■ TASK 1 ■
In the post about the film Carrie, in what year did Olivier become the youngest ever Actor-Knight?

#### TEXT PASSAGE ####

Carrie: The best Laurence Olivier film you’ve never seen (2024)

This post is part of the William Wyler Blogathon currently hosted by The Movie Projector. Spoiler alert: proceed with caution!

In 1950, Vivien Leigh and Laurence Olivier returned to Hollywood after a 10-year hiatus. In the intervening years, much had changed for Scarlett and Heathcliff. They were married in late 1940 and almost immediately sailed for England, leaving the luxurious life behind for one of buzz bombs and gas masks. During the war, both rose to prominence on the London stage and Olivier also became one of Britain’s most revered film directors by successfully bringing Shakespeare to the screen. He became the youngest ever Actor-Knight in 1947, and the following year he and Vivien achieved legendary status in the eyes of the public when they led a successful Old Vic tour of Australia and New Zealand. When they again stepped foot on California soil, they were no longer Laurence Olivier and Vivien Leigh but The Oliviers, a combined cultural icon idolized by fans and fellow actors alike.

Vivien had been lured back to Tinsel Town to play Blanche in A Streetcar Named Desire and Olivier had come to offer support. Playing the role on stage for nine months had drained Vivien and they didn’t want to risk a long separation. Looking for a challenge to fill the time, Olivier signed on to star in the film adaptation of Theodore Dreiser’s controversial turn of the century urban novelSister Carrie. The filmreunited Olivier with director William Wyler, who had been instrumental in helping the actor appreciate the film medium during the grueling making of Wuthering Heights in 1938/39.

Carrie Meeber (Selznick discovery Jennifer Jones, who was married to the producer at the time) is a young girl from Wisconsin who leaves home at 18 in search of the American Dream. On board the train to Chicago she meets the suave and slightly creepy Charles Druet, who takes an immediate interest in her solo status and fresh looks. Carrie stays with her sister and her Swedish husband in a tenement flat on the wrong side of town and finds work in a shoe factory to help pay the rent. But her cheerful outlook quickly sours and she ties of the monotonous labour and meager pay. After suffering an injury-by-sewing-machine, Carrie is fired from her seat in the assembly line and turns to Druet out of desperation. But instead of helping her find a job, Druet just makes her his kept woman.

#### DATASET ROWS ####

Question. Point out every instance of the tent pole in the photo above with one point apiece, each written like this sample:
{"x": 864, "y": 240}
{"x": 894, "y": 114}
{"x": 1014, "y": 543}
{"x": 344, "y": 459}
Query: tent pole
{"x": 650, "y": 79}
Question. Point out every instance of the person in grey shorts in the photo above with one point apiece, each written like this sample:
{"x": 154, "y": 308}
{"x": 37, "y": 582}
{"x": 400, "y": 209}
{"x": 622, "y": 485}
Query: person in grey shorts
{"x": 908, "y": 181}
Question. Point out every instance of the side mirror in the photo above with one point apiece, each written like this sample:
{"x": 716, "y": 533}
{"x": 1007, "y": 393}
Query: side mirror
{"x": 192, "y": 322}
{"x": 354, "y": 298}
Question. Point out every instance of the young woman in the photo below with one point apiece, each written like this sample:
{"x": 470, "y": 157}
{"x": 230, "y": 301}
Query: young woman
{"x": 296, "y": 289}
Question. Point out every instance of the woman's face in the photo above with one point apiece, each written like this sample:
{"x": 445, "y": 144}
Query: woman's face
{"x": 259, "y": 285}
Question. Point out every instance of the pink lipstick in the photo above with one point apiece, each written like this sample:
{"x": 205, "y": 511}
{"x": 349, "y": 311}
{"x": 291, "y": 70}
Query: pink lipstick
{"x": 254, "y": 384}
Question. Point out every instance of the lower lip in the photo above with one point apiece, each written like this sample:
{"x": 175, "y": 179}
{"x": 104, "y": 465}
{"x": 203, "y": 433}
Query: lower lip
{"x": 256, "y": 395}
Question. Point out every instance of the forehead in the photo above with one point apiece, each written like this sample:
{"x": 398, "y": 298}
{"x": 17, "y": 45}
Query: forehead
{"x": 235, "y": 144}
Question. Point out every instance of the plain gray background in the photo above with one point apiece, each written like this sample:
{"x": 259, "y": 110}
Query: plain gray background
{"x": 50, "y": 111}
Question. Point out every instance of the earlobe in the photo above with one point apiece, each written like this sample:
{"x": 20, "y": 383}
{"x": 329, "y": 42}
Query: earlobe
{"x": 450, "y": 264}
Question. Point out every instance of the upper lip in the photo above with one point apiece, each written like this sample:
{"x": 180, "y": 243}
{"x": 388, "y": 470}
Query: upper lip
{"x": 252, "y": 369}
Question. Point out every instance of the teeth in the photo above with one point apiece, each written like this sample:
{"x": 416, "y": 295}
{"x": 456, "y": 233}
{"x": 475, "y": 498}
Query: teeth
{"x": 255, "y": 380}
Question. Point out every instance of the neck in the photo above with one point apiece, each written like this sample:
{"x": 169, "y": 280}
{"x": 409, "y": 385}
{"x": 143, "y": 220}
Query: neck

####

■ TASK 2 ■
In the listing, take the part that runs from the line containing "Question. Point out every instance of the teeth" through the end of the listing, and change "neck" to "chin" in it. Give back only that part, with nothing else altered.

■ REPLY 1 ■
1947

■ REPLY 2 ■
Question. Point out every instance of the teeth in the photo above with one point apiece, each written like this sample:
{"x": 416, "y": 295}
{"x": 456, "y": 233}
{"x": 475, "y": 498}
Query: teeth
{"x": 255, "y": 380}
Question. Point out every instance of the chin in the photo above with one point apiece, each written like this sample:
{"x": 169, "y": 280}
{"x": 409, "y": 385}
{"x": 143, "y": 220}
Query: chin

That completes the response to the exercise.